| Aufgabe 1 |
Schreiben Sie aus dem Text über das Heiratsverbot in Kambodscha den Abschnitt wortgetreu ab, beginnend mit „Es gehe darum“ und weiter bis einschließlich „entsprechend informiert worden.“.

| Angezeigter Text |
↓

# Öffenlicher Bereich > Thailands Nachbarländer > Kambodscha >  keine Heirat mit über 50jährigen Ausländern

## schiene

Kambodscha verbietet Frauen ab sofort, Ausländer über 50 zu heiraten. Die neue Regel sei am 1. März in Kraft getreten, teilte die Regierung am Mittwoch mit. Jüngere Männer müssen einen Verdienst von mindestens 2 500 Dollar im Monat nachweisen, ehe sie Kambodschanerinnen ehelichen dürfen. 
Es gehe darum sicherzustellen, dass die Männer sich finanziell um ihre Frauen kümmern können, sagte ein Regierungssprecher. "Und wir wollen auch nicht, das solche Paare aussehen wie Vater und Tochter, oder Opa und Enkelin", sagte der Regierungssprecher. Auch solle Menschenhandel mit der Maßnahme verhindert werden. Ausländische Botschaften seien entsprechend informiert worden.

↑

| Aufgabe 2 |
Geben Sie bitte die Datensätze unverändert wieder, beginnend mit ihrem Anfang und weiter bis einschließlich der Zeile mit „POLYGON ((551 303, 553“, und nur diese Zeilen.

| Verfügbare Datensätze |
↓

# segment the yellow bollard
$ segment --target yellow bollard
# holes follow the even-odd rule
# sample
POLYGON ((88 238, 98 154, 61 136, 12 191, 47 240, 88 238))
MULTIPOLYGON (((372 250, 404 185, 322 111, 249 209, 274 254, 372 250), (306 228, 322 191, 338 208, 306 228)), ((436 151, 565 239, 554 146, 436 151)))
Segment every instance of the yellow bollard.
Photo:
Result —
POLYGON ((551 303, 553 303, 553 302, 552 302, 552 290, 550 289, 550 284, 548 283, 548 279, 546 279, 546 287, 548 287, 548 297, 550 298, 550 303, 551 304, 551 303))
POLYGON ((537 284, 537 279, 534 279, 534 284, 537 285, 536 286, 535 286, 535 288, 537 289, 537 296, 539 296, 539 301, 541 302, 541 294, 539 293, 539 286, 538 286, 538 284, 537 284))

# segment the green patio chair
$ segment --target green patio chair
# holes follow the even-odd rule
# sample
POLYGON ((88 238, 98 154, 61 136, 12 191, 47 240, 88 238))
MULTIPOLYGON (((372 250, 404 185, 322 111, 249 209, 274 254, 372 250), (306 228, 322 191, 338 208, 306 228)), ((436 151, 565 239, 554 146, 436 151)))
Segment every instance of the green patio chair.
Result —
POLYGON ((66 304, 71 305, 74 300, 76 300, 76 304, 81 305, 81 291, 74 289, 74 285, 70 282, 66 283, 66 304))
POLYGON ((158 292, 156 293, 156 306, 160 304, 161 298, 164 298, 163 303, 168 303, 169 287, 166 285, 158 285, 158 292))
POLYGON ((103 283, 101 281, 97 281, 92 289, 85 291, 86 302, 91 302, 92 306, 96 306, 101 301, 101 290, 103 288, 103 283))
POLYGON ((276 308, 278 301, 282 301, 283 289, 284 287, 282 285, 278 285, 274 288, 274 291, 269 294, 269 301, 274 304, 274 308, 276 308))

↑

| Antwort 1 |
Es gehe darum sicherzustellen, dass die Männer sich finanziell um ihre Frauen kümmern können, sagte ein Regierungssprecher. "Und wir wollen auch nicht, das solche Paare aussehen wie Vater und Tochter, oder Opa und Enkelin", sagte der Regierungssprecher. Auch solle Menschenhandel mit der Maßnahme verhindert werden. Ausländische Botschaften seien entsprechend informiert worden.

| Antwort 2 |
# segment the yellow bollard
$ segment --target yellow bollard
# holes follow the even-odd rule
# sample
POLYGON ((88 238, 98 154, 61 136, 12 191, 47 240, 88 238))
MULTIPOLYGON (((372 250, 404 185, 322 111, 249 209, 274 254, 372 250), (306 228, 322 191, 338 208, 306 228)), ((436 151, 565 239, 554 146, 436 151)))
Segment every instance of the yellow bollard.
Photo:
Result —
POLYGON ((551 303, 553 303, 553 302, 552 302, 552 290, 550 289, 550 284, 548 283, 548 279, 546 279, 546 287, 548 287, 548 297, 550 298, 550 303, 551 304, 551 303))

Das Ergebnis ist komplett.